- _Extract provided_:
-.-.-

The presented approach for time series modeling using an SVM data-driven model demonstrated potential benefits but also limitations for applications. The positive aspects of the application of the SVM model to hydrological simulations include the following:
(i)
Universal applicability: Data-driven models are independent of the given physical environment or conditions. While the only driver of the algorithm is data, the simulation network can be developed and trained for any type of environment, scale or temporal resolution. In addition to the observed variables used to train the model for a given process, the algorithm does not require additional or specialized data sources required by conventional hydrological models, such as detailed geologic or soil maps, soil parameters, and vegetation maps, which might be unavailable for experimental catchments.
(ii)
Transparent model setup and control: The environment of data mining frameworks, such as KNIME and RapidMiner, enables the visual development of the model and transparent control of the workflow. The workflow can be easily modified for different scenarios or reused with different datasets.
(iii)
Rapid model setup and learning: The building of the data-driven model in the visual environment of the data mining workflow is rapid. The SVM model learner performs relatively fast; a model with 12 input variables based on daily values over five years can be trained on the scale of hours or less, depending on computer performance.

-.-.-

(Natural-language object grounding records)

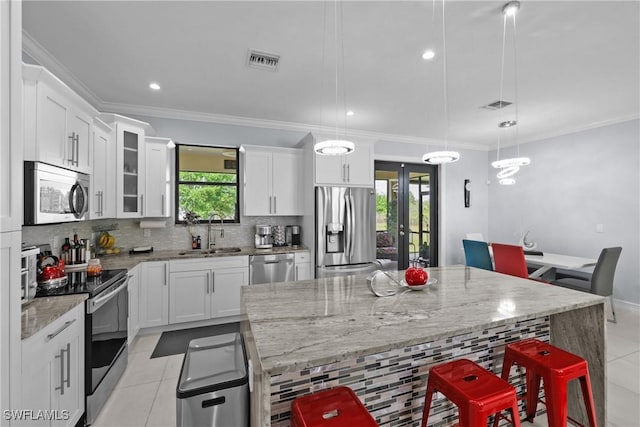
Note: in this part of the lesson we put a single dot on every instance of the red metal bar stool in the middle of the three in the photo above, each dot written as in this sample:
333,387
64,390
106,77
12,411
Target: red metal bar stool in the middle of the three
477,393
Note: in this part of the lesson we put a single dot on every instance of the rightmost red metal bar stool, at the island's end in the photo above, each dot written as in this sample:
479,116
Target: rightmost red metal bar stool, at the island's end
556,367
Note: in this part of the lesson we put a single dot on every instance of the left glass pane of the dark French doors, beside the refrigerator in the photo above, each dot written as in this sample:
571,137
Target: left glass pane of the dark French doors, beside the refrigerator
386,182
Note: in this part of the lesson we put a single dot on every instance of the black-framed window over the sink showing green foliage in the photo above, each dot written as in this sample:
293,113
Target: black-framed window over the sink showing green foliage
206,183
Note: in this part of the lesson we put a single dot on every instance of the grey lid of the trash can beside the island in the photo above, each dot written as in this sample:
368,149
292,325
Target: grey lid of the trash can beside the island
211,364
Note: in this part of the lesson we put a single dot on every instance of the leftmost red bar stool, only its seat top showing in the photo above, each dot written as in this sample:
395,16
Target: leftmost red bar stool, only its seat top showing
336,407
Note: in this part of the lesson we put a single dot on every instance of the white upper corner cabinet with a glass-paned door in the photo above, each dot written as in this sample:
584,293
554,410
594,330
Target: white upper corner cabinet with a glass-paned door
130,165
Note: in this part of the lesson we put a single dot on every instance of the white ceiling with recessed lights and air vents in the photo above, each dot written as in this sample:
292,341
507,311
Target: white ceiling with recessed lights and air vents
578,64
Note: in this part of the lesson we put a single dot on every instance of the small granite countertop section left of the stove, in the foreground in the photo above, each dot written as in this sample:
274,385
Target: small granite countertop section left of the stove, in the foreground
42,311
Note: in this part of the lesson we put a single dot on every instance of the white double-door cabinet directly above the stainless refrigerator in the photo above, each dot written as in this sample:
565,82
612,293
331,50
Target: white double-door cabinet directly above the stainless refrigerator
354,169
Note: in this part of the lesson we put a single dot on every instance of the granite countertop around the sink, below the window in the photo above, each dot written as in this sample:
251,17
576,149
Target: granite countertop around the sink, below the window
129,261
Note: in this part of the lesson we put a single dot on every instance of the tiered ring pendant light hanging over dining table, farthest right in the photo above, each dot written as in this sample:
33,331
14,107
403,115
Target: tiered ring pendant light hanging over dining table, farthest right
510,166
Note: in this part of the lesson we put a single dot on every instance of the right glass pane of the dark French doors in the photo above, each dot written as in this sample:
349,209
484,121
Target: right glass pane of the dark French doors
419,216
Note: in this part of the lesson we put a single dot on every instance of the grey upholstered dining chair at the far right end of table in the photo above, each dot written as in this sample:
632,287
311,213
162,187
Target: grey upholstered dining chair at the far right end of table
601,280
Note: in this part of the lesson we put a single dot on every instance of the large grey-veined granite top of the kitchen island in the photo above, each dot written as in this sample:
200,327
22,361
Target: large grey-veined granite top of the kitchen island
316,322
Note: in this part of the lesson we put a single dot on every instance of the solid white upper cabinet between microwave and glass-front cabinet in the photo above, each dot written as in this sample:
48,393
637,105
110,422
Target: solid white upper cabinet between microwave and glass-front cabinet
103,179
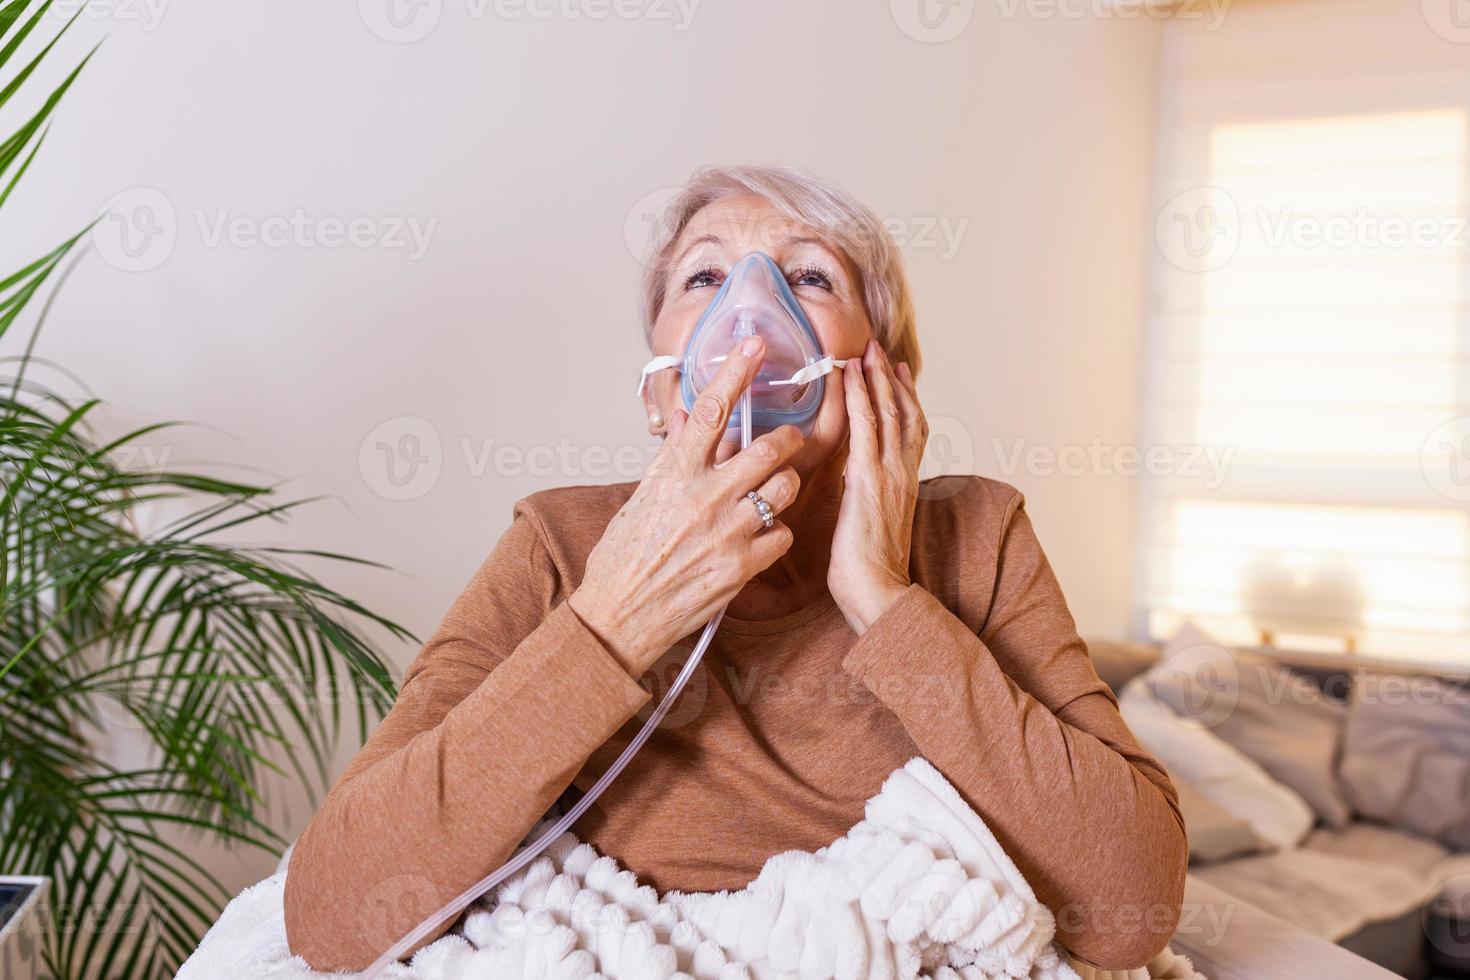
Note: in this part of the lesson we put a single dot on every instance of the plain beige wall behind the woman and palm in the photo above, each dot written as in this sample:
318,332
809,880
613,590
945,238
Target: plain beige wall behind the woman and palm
534,146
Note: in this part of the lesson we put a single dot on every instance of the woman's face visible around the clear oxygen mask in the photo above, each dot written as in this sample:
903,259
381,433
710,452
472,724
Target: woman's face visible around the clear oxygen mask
820,275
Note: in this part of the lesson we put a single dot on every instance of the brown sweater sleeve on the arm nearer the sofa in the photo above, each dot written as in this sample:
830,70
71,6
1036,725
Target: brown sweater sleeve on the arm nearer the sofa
1018,721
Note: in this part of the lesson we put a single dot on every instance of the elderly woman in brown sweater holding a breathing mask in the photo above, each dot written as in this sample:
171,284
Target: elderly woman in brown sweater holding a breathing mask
875,619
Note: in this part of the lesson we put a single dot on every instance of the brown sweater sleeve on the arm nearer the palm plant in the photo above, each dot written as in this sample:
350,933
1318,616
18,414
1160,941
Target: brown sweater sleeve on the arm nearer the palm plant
495,719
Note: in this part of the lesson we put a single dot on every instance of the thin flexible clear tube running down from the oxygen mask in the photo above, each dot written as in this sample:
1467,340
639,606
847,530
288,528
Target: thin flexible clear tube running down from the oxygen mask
533,851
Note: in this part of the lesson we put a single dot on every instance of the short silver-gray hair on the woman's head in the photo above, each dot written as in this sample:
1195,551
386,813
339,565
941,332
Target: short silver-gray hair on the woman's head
818,205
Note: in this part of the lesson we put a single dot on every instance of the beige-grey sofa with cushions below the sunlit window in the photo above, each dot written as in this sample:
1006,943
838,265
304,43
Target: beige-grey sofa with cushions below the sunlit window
1390,893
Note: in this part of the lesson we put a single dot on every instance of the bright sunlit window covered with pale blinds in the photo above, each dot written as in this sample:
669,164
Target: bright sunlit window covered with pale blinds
1311,320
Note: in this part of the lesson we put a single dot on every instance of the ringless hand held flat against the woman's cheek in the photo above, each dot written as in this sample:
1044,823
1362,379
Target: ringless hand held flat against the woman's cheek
887,434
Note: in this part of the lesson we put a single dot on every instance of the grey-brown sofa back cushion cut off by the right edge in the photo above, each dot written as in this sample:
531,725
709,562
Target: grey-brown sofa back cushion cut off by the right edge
1406,754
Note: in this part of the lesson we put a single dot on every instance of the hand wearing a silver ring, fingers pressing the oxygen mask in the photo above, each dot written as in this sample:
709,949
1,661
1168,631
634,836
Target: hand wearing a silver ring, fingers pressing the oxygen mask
689,538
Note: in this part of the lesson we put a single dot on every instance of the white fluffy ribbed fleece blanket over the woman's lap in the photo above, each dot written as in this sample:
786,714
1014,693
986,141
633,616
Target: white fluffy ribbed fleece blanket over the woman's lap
918,888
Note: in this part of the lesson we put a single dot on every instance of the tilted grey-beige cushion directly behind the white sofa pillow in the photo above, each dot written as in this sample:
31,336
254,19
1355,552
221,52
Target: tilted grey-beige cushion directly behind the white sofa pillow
1272,715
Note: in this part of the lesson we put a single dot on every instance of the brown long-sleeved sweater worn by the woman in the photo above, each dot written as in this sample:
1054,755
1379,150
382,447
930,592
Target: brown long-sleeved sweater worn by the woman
783,735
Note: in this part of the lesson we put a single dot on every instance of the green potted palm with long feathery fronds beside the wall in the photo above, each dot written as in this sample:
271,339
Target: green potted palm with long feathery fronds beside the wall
230,662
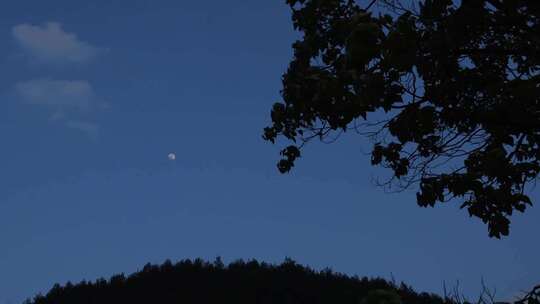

-.-.-

- _Requirement_:
From the passage on the SVM hydrological model, quote the text starting with "Universal applicability: Data-driven" and going on through "for experimental catchments.".

- _Output of the task_:
Universal applicability: Data-driven models are independent of the given physical environment or conditions. While the only driver of the algorithm is data, the simulation network can be developed and trained for any type of environment, scale or temporal resolution. In addition to the observed variables used to train the model for a given process, the algorithm does not require additional or specialized data sources required by conventional hydrological models, such as detailed geologic or soil maps, soil parameters, and vegetation maps, which might be unavailable for experimental catchments.